Short exercise a — In the records, turn the lines from the one containing "Drop a marker on every instance of the grey" through the end of the records into a numbered list, with blank lines omitted.

───── Selected excerpt

Microphone arrays other than a SoundField microphone may be used in
further embodiments. FIG. 1 also shows a computing device 104
coupled to both the capture device 100 and microphone array 102.
Further details of an exemplary embodiment of computing device 104
are described below with reference to FIG. 12.
[0028] Reproduction of the B-format sound signals may be done using
two or more loudspeakers, depending in part upon the required
reproduction (2D or 3D). It is understood that more than two
loudspeakers may be used in further embodiments. In one further
embodiment, there may be 4 loudspeakers, and in a further
embodiment, there may be 8 loudspeakers.
[0029] FIG. 2 is a top view illustration of a playback system
according to embodiments of the present system. FIG. 2 shows a
system 106 including a computing device 108, four loudspeakers 110,
and a controller 112. All components are shown schematically. The
controller 112 shown is a hand-held controller held by a user 114.

──────────

Short exercise b — Continue the excerpt on the B-format sound playback system from where it stops.

───── Dataset

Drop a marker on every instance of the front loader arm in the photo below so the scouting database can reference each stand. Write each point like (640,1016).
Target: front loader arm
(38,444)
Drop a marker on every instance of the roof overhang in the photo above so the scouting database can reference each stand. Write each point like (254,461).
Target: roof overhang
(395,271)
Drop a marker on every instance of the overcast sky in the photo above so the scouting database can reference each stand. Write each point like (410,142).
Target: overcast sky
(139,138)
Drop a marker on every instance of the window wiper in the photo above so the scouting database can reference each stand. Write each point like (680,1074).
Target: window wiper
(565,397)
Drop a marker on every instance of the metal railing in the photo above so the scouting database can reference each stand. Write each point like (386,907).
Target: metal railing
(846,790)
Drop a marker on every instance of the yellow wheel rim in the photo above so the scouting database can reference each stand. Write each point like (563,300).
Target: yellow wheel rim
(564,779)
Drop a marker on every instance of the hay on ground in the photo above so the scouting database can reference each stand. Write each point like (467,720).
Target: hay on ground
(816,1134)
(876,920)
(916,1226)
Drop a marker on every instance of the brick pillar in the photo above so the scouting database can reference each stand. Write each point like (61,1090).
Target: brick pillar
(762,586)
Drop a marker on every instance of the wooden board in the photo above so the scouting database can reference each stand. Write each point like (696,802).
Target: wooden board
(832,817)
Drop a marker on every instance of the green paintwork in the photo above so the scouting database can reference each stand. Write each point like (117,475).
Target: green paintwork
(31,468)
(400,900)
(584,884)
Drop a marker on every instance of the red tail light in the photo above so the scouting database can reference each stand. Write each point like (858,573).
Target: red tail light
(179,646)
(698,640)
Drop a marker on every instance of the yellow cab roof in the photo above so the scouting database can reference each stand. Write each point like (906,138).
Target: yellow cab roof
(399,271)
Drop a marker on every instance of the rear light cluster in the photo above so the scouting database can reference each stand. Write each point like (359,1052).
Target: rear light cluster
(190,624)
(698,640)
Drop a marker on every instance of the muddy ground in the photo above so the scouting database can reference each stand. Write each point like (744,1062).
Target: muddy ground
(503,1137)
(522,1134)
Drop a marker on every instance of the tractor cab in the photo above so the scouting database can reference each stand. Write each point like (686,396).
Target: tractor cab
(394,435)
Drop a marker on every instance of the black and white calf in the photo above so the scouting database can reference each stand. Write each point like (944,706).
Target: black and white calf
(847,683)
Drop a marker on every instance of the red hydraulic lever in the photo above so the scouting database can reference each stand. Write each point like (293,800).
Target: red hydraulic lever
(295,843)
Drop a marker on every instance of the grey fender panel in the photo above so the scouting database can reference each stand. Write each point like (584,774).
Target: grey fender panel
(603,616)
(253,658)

──────────

Right answer a —
1. Drop a marker on every instance of the grey fender panel in the photo above so the scouting database can reference each stand. Write each point like (584,774).
2. Target: grey fender panel
3. (603,616)
4. (253,658)

Right answer b —
However, in further embodiments, the controller may be head-mounted
on the user 114. The user is viewing panoramic images on a display
118. In the description that follows, a reference space is defined
where the z-axis is aligned vertically (perpendicular to the force
of gravity), the y-axis is defined perpendicular to the z-axis and
the display 118, and the x-axis is perpendicular to the z-axis and
the y-axis.
[0030] In operation, the user may manipulate the controller 112 by
tilting it about x, y and/or z axes to control the panoramic images
displayed on display 118. As one example, where the display 118 is
perpendicular to the y-axis, the user may tilt the controller about
the z-axis (along arrow A-A in FIG. 3) by a positive angle to
affect clockwise rotation of the displayed image; that is, causing
images of the panorama to move on the display from left to right. A
tilt of the controller about a negative angle about the z-axis
causes a counterclockwise rotation of the displayed image from
right to left. Movement of the controller about other axes may
affect movement of the image on the display 118 in corresponding
ways about those axes.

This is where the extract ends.